# [WORK TASK]
Repeat the entries below exactly. Drop the pictures.

# [PROVIDED MATERIAL]
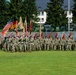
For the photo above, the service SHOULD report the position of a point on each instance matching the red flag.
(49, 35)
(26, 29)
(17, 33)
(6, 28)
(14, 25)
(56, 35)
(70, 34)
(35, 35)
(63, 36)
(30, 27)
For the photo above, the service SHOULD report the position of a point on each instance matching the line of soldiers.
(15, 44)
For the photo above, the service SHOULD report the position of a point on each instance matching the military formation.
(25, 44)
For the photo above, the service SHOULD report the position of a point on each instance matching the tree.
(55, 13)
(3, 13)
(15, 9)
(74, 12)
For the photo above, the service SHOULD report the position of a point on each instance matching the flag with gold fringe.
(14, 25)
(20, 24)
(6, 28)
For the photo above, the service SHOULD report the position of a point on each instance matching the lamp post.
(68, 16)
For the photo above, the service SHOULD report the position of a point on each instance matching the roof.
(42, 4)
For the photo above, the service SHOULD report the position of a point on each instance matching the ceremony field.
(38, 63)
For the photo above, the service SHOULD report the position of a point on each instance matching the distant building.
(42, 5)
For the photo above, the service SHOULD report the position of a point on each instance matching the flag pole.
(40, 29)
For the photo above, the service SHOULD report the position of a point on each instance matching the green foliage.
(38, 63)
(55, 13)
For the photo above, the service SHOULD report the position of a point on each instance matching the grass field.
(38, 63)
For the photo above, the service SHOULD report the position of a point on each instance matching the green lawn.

# [ANSWER FOR THE TASK]
For the photo above, the service SHOULD report the position of a point on each instance matching the red flag.
(49, 35)
(26, 29)
(17, 33)
(6, 28)
(14, 25)
(56, 35)
(70, 34)
(35, 35)
(63, 36)
(30, 27)
For the photo above, the service SHOULD report the position of a point on each instance matching the line of soldiers.
(15, 44)
For the photo above, the service SHOULD report the position of a point on each instance matching the military formation.
(25, 44)
For the photo above, the service SHOULD report the position of a point on each instance matching the tree.
(55, 13)
(3, 13)
(15, 9)
(74, 12)
For the photo above, the service SHOULD report the position of a point on each instance matching the flag with gold fringe.
(14, 25)
(20, 24)
(6, 28)
For the photo above, the service SHOULD report the position of a point on each instance matching the lamp post.
(68, 16)
For the photo above, the service SHOULD report the position of a point on each instance matching the roof.
(42, 4)
For the photo above, the service SHOULD report the position of a point on each instance matching the ceremony field.
(38, 63)
For the photo above, the service SHOULD report the position of a point on each instance matching the distant building.
(42, 5)
For the photo above, the service SHOULD report the position of a point on each instance matching the flag pole.
(40, 29)
For the photo above, the service SHOULD report the position of a point on each instance matching the green foliage.
(38, 63)
(55, 13)
For the photo above, the service SHOULD report the position of a point on each instance matching the grass field.
(38, 63)
For the photo above, the service SHOULD report the position of a point on each instance matching the green lawn.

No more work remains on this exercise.